> **EXERCISE DESCRIPTION**
Convert the lines of the material below into a numbered list, omitting any blank lines.

╔══

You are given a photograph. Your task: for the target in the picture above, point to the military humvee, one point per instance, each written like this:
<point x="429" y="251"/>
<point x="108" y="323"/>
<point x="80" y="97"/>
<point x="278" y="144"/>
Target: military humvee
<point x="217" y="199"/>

╚══

> **SOLUTION TO THE PROBLEM**
1. You are given a photograph. Your task: for the target in the picture above, point to the military humvee, one point per instance, each written like this:
2. <point x="429" y="251"/>
3. <point x="108" y="323"/>
4. <point x="80" y="97"/>
5. <point x="278" y="144"/>
6. Target: military humvee
7. <point x="217" y="199"/>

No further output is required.